Do you know who knows what it’s like to carry another human being inside their body? Experience round ligament pain, hemorrhoids, and indigestion? And then, after peeing every two minutes for a nine-month time span, push a human being out via a small, 10-centimeter hole while they excrete blood, sweat, and poop? You know who knows EXACTLY what that is like? A man.

A man like John le Carre who recently compared writing a book to birthing a baby.

Completing a book, it’s a little like having a baby … There’s a feeling of relief and satisfaction when you get to the end. A feeling that you have brought your family, your characters, home. Then a sort of post-natal depression and then, very quickly, the horizon of a new book. The consolation that next time I will do it better.

Having written books and having given birth, this wasn’t how I would describe the process — but what do I know? I’m just a woman. I didn’t have relief and satisfaction when I felt my daughter slip out of my body. I had my heart literally explode to the outside of my body, as if she was pulling out my internal organs with her — both figuratively and literally. I cried and screamed and the incessant worrying began — never pausing even though she is now 6-years-old — twisting my body to see her, to hear her Apgar scores, to fret about where she was in relation to my throbbing body, still prone on the table, waiting for her twin brother to join her.

And, you know, I hoped I got it right with each of them rather than looking ahead to future kids with a shrug of “oh well, there’s always next time!”

§ MATERIAL SUPPLIED:
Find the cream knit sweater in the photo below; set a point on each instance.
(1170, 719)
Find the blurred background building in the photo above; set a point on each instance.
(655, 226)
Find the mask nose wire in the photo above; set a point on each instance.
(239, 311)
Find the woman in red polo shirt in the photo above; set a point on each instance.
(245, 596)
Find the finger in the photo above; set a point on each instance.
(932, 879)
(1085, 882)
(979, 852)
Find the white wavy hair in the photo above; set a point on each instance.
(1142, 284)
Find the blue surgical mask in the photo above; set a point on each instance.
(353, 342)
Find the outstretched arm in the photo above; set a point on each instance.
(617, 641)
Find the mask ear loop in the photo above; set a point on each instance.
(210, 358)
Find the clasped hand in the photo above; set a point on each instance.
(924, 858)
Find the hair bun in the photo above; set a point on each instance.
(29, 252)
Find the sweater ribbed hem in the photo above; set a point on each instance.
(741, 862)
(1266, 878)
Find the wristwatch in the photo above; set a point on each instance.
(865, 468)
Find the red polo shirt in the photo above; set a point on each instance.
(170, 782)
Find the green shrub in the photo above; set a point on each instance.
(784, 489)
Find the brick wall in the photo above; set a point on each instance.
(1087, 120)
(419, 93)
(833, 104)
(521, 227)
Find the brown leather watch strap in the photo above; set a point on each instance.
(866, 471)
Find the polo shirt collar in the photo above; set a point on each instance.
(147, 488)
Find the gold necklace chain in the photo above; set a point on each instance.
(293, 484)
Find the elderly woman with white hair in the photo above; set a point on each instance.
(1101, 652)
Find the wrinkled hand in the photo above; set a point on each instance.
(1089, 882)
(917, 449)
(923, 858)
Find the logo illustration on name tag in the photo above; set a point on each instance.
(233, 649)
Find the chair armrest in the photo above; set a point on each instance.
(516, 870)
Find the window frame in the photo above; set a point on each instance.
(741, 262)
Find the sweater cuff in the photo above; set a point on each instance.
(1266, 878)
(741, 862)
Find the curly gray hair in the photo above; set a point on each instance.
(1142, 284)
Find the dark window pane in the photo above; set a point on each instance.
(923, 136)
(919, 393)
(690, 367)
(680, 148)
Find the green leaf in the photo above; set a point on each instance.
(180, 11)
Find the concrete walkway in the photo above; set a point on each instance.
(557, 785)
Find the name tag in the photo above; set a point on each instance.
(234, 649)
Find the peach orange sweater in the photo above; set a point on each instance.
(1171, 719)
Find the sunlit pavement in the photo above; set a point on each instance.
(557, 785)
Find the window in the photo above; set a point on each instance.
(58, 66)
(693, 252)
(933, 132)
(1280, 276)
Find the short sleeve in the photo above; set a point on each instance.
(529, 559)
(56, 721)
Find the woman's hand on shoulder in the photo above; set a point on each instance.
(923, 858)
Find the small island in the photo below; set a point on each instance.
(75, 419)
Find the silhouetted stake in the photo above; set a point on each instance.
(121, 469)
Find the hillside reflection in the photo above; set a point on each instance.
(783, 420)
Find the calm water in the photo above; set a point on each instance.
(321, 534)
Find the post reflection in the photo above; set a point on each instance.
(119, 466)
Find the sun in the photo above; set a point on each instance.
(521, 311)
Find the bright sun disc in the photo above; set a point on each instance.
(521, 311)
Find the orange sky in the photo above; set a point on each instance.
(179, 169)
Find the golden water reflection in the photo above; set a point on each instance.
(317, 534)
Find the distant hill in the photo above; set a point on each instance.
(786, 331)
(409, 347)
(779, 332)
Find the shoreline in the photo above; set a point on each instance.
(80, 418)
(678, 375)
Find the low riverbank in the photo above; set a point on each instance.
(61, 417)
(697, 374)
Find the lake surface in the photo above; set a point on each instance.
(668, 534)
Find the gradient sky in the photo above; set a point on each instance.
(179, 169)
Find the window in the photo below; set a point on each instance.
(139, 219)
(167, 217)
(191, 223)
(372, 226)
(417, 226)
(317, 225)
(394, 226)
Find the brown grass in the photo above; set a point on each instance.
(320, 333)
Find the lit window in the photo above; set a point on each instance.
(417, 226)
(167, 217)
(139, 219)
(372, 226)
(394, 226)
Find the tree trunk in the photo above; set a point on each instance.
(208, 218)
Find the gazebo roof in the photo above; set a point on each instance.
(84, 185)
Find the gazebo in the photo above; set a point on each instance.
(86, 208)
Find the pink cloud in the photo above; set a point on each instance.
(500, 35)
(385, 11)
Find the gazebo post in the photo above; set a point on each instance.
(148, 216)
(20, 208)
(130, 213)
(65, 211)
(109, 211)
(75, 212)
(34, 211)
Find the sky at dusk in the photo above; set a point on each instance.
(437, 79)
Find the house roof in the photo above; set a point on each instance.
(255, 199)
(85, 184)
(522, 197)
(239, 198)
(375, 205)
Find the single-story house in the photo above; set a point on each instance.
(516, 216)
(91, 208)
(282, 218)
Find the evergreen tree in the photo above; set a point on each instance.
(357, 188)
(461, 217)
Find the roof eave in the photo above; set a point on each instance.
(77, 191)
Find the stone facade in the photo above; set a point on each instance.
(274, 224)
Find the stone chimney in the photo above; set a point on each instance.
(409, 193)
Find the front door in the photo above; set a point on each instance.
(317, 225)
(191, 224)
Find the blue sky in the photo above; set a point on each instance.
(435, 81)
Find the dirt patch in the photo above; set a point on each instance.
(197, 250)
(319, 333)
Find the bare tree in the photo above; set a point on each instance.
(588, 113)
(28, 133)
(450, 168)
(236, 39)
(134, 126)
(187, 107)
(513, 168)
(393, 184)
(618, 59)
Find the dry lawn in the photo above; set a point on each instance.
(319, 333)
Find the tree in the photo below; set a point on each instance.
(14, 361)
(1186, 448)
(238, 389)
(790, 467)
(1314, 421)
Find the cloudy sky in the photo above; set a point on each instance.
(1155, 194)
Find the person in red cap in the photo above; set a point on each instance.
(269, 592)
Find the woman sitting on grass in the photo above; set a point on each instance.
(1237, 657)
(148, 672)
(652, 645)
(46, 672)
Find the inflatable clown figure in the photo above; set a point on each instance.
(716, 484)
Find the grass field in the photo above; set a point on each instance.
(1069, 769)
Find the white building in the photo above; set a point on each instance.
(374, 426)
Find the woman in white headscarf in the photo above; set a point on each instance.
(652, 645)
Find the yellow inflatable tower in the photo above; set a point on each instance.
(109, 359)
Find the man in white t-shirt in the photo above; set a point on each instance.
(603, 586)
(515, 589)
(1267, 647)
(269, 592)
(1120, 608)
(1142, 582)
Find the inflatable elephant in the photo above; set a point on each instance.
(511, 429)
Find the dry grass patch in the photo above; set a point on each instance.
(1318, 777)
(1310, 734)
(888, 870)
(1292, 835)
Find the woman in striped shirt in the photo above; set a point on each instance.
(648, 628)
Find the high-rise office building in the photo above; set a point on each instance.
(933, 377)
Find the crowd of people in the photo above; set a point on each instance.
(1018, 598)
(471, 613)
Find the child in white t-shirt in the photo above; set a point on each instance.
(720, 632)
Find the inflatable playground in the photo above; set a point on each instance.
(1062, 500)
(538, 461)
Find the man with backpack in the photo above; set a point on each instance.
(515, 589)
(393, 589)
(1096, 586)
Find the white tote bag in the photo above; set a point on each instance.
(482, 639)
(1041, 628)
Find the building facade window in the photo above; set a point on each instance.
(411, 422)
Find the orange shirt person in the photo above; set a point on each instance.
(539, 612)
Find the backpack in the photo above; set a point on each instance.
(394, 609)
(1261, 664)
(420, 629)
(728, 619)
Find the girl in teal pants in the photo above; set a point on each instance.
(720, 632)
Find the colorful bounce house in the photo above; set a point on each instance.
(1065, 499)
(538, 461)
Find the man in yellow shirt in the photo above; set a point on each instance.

§ WHAT IS ASKED:
In the provided passage, which author compared finishing a book to having a baby?

§ RESPONSE TO THIS EXERCISE:
John le Carre